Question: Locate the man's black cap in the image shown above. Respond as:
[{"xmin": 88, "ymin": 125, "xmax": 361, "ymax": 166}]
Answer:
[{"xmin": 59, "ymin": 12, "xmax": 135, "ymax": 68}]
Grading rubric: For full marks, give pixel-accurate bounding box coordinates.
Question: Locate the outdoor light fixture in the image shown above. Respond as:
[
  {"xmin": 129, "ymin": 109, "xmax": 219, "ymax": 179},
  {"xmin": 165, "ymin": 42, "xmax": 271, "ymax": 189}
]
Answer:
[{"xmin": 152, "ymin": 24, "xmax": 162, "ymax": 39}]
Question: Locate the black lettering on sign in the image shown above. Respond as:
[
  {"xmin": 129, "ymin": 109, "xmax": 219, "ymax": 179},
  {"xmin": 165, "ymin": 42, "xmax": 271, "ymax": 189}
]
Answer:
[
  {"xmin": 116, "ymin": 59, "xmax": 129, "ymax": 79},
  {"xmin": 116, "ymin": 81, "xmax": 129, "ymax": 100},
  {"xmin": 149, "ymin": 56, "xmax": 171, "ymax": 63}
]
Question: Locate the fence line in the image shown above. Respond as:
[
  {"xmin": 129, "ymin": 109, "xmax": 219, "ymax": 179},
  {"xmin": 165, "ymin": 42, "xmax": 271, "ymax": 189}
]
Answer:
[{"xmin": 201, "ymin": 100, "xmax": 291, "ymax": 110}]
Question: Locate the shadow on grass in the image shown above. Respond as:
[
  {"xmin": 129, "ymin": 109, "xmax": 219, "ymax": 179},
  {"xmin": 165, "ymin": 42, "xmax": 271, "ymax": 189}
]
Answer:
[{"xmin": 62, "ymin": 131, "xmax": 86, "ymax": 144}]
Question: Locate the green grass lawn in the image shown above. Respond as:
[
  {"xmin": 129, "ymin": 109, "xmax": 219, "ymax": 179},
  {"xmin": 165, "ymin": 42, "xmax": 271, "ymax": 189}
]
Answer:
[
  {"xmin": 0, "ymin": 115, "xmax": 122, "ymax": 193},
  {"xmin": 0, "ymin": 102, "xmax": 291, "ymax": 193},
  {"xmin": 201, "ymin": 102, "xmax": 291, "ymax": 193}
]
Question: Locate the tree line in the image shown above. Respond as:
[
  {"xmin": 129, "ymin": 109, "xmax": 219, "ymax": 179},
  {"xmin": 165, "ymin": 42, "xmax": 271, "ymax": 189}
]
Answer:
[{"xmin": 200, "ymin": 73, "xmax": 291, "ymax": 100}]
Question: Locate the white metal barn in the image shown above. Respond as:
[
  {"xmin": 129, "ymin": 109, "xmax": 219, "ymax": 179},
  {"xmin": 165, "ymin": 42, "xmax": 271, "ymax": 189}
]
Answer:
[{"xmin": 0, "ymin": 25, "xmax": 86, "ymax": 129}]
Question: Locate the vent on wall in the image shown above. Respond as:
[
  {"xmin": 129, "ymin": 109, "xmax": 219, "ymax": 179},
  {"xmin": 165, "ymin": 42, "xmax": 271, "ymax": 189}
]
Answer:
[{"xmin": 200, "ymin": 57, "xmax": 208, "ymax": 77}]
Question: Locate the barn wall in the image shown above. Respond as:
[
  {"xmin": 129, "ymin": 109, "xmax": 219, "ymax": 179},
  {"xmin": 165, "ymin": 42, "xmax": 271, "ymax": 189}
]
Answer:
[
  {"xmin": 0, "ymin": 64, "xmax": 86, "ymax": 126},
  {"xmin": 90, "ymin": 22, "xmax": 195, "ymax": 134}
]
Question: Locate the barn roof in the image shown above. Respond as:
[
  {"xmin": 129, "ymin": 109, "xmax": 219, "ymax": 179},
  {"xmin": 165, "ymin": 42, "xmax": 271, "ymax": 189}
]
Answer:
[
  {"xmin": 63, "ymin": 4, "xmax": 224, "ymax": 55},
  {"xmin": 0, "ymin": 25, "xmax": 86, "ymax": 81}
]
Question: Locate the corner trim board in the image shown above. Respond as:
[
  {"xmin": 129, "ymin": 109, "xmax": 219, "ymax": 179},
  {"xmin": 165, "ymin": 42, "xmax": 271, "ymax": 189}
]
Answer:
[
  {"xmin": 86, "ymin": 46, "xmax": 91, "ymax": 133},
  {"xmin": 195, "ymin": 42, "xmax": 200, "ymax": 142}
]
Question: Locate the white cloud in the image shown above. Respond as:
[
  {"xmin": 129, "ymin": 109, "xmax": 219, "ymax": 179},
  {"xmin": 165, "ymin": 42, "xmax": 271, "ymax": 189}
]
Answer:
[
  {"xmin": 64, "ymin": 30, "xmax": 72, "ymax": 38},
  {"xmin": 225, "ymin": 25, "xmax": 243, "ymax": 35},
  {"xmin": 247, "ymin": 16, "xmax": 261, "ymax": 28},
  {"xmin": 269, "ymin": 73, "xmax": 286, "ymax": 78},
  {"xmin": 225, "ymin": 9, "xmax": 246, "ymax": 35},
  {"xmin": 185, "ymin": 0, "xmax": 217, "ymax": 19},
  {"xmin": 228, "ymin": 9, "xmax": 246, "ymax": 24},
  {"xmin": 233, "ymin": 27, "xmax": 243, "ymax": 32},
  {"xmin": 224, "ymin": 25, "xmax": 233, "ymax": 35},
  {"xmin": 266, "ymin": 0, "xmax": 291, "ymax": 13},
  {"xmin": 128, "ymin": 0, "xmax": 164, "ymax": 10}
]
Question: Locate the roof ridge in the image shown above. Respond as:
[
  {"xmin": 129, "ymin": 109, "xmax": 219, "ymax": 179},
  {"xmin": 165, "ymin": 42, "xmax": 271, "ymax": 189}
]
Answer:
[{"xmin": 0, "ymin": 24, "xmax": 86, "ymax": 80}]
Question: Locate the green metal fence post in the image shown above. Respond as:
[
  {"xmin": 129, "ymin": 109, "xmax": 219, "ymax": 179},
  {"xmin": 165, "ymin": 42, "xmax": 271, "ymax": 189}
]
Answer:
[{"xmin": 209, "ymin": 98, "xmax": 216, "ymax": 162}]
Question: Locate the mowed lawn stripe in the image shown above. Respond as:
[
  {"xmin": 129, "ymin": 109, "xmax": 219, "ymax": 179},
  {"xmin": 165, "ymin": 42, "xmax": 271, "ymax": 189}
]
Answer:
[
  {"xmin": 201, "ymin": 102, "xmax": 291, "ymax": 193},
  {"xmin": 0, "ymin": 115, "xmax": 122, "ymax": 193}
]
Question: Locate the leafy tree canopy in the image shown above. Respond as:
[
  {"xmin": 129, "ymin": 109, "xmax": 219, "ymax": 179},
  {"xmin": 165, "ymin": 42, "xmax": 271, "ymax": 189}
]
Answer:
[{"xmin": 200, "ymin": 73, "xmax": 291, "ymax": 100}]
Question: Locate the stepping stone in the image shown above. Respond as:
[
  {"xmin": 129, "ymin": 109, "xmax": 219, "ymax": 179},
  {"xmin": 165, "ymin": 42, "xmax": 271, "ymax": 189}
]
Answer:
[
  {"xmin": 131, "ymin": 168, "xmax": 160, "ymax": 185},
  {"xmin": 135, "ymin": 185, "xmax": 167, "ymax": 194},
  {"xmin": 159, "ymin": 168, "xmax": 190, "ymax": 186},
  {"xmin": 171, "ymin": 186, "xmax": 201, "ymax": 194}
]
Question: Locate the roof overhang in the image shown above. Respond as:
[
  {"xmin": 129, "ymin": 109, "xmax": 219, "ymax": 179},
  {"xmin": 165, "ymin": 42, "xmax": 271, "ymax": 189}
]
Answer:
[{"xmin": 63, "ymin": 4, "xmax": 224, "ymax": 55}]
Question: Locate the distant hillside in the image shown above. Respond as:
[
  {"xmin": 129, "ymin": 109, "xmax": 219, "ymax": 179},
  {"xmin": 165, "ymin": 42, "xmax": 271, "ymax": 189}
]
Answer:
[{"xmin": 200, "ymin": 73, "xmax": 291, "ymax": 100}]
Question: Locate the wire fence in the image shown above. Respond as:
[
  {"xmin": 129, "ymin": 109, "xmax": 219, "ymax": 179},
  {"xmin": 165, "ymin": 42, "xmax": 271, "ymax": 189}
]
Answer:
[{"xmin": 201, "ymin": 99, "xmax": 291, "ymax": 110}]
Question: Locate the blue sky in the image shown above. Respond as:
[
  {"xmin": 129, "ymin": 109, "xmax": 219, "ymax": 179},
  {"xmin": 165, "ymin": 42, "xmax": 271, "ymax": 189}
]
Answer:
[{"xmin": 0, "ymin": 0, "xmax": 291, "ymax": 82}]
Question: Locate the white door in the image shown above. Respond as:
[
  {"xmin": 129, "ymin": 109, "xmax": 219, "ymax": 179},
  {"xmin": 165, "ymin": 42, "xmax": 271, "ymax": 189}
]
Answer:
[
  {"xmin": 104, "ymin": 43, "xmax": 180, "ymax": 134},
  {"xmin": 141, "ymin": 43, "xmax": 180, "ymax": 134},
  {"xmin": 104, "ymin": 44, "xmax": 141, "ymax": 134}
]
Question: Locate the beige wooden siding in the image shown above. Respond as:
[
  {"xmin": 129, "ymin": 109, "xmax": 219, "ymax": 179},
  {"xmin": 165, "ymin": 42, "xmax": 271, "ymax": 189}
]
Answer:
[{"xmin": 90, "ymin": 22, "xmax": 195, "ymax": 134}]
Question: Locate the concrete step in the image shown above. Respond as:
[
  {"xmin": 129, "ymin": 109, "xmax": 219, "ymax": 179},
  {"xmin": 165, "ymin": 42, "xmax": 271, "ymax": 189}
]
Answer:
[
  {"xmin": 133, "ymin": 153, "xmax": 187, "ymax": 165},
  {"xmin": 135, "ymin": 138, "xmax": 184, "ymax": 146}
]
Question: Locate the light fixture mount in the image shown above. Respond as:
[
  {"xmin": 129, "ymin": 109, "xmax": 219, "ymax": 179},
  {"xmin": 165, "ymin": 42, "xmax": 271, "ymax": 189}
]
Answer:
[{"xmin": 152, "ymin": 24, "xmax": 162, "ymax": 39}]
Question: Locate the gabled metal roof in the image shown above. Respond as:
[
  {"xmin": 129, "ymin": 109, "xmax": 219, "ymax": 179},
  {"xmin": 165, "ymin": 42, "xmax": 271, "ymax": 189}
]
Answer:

__Work instructions__
Every line from the one holding "Question: Locate the concrete" through the final line of the listing must be echoed exactly; leave out all other lines.

__Exercise solution__
Question: Locate the concrete step in the image shown above. Respond as:
[
  {"xmin": 129, "ymin": 109, "xmax": 219, "ymax": 179},
  {"xmin": 165, "ymin": 42, "xmax": 271, "ymax": 189}
]
Answer:
[
  {"xmin": 133, "ymin": 153, "xmax": 187, "ymax": 165},
  {"xmin": 135, "ymin": 138, "xmax": 184, "ymax": 146}
]
Question: Locate the light fixture mount in the image shown above. Respond as:
[
  {"xmin": 129, "ymin": 109, "xmax": 219, "ymax": 179},
  {"xmin": 165, "ymin": 42, "xmax": 271, "ymax": 189}
]
Answer:
[{"xmin": 152, "ymin": 24, "xmax": 162, "ymax": 39}]
Question: Locate the gabled metal roof in the image shown above. Respond as:
[
  {"xmin": 129, "ymin": 109, "xmax": 219, "ymax": 179},
  {"xmin": 165, "ymin": 42, "xmax": 271, "ymax": 189}
]
Answer:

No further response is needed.